> [GIVEN PROBLEM]
Turn the lines below into a numbered list with blank lines omitted. Start at the line containing "# Provide the mask of every instance of the tangled" and stop after the line containing "--target=tangled hair".

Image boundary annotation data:
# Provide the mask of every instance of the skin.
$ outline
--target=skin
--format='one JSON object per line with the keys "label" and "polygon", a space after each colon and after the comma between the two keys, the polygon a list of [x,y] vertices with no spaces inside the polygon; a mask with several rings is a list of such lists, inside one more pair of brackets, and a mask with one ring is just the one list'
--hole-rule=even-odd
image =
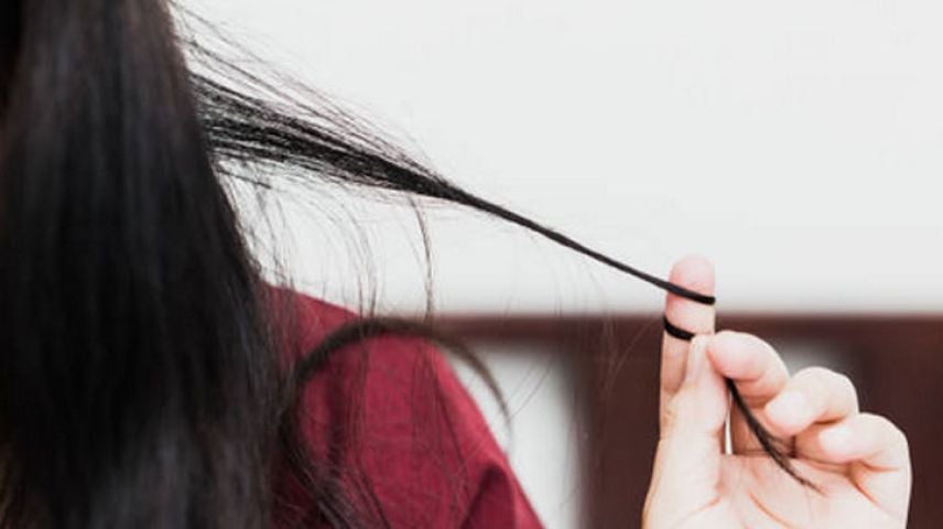
{"label": "skin", "polygon": [[[679,261],[671,281],[714,292],[703,258]],[[790,375],[762,339],[714,332],[714,307],[669,294],[675,325],[697,333],[691,343],[662,342],[660,438],[642,527],[903,528],[910,499],[904,434],[884,417],[863,413],[852,381],[838,373]],[[796,483],[766,457],[736,411],[731,453],[724,451],[730,412],[724,377],[773,434],[791,447]]]}

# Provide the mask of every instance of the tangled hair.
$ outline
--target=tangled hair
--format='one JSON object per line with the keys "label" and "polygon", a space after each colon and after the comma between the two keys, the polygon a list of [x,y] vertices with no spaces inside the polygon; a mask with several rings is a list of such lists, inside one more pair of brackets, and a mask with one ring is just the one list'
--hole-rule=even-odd
{"label": "tangled hair", "polygon": [[420,331],[362,320],[280,366],[279,299],[232,179],[467,206],[712,301],[460,190],[329,104],[267,98],[279,90],[182,36],[171,8],[0,7],[0,527],[271,527],[279,465],[322,521],[382,522],[325,486],[295,403],[337,347]]}

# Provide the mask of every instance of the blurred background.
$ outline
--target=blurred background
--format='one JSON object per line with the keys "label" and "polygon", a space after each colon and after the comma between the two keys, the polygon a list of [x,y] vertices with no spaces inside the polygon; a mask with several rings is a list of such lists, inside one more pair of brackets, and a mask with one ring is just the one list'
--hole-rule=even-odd
{"label": "blurred background", "polygon": [[[910,435],[912,527],[943,518],[943,3],[181,3],[469,191],[653,273],[709,257],[720,325],[852,375]],[[435,314],[501,382],[510,431],[458,367],[542,519],[631,527],[663,295],[480,215],[425,214]],[[409,208],[284,218],[303,290],[426,309]]]}

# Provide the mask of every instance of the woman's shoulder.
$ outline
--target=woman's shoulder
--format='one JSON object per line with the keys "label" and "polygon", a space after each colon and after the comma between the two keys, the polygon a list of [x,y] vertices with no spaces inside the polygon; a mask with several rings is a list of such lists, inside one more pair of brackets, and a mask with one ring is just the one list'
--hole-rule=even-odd
{"label": "woman's shoulder", "polygon": [[[295,312],[295,361],[358,317],[282,293]],[[379,504],[389,526],[540,527],[475,401],[429,342],[384,335],[343,346],[302,399],[317,461],[343,476],[343,489],[364,495],[355,501]]]}

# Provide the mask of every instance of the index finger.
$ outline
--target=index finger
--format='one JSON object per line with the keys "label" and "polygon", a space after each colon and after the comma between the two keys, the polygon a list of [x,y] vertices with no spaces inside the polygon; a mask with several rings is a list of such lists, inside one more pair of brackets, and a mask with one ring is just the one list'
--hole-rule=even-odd
{"label": "index finger", "polygon": [[[697,256],[685,257],[671,269],[669,281],[707,295],[714,294],[714,267]],[[714,332],[715,310],[696,301],[669,293],[664,305],[665,319],[675,327],[694,333]],[[687,359],[689,341],[664,333],[661,342],[661,409],[681,387]]]}

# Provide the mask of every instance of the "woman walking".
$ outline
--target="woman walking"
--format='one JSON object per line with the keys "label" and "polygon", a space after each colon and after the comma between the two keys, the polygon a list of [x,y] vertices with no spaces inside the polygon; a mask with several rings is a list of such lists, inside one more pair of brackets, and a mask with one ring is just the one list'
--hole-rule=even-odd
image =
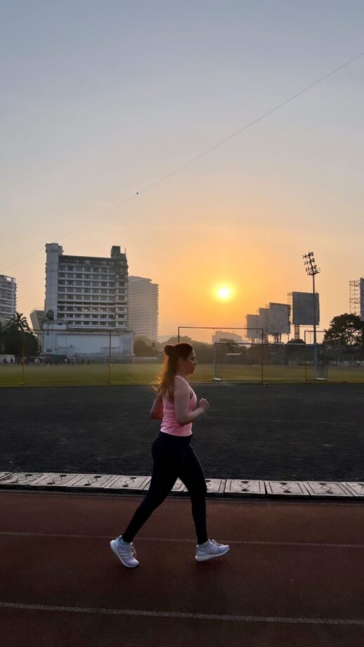
{"label": "woman walking", "polygon": [[152,513],[164,501],[177,478],[188,490],[197,539],[195,559],[203,562],[225,555],[229,546],[209,539],[206,530],[206,482],[202,468],[190,445],[192,423],[209,409],[207,400],[197,397],[187,381],[197,365],[190,344],[169,344],[164,348],[165,361],[158,380],[157,397],[150,411],[152,418],[162,420],[160,432],[152,445],[153,469],[149,490],[136,511],[127,528],[110,542],[112,551],[124,566],[134,568],[133,539]]}

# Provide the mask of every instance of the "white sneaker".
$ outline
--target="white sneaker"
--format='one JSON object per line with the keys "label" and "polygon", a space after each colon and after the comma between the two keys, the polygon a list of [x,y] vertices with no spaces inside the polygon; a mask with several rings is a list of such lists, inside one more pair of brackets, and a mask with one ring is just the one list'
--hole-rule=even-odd
{"label": "white sneaker", "polygon": [[122,564],[124,564],[127,568],[135,568],[136,566],[139,565],[139,562],[135,558],[136,553],[132,542],[130,544],[124,544],[121,537],[118,537],[110,542],[110,546]]}
{"label": "white sneaker", "polygon": [[218,544],[214,539],[207,539],[205,544],[197,544],[196,546],[196,561],[205,562],[207,559],[221,557],[230,550],[227,544]]}

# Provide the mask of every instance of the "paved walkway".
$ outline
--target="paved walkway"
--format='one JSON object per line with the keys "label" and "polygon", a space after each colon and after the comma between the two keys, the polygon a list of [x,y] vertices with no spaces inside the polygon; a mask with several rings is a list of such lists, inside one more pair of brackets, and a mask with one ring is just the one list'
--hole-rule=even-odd
{"label": "paved walkway", "polygon": [[190,503],[169,498],[108,546],[139,497],[0,492],[2,647],[360,647],[364,506],[209,499],[230,553],[198,564]]}

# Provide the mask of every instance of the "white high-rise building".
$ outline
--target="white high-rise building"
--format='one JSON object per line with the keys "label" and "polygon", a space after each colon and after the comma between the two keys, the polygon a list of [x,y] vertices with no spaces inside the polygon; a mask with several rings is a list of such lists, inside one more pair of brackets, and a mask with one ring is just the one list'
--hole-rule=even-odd
{"label": "white high-rise building", "polygon": [[6,324],[16,312],[16,281],[0,274],[0,323]]}
{"label": "white high-rise building", "polygon": [[158,336],[159,286],[151,278],[129,276],[129,327],[136,335],[154,340]]}
{"label": "white high-rise building", "polygon": [[57,243],[46,250],[44,352],[105,354],[112,331],[115,353],[132,354],[126,254],[113,246],[110,257],[70,256]]}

> [THE COMPLETED TASK]
1. # Provide the mask of every instance of the tangled hair.
2. $ outline
3. --target=tangled hair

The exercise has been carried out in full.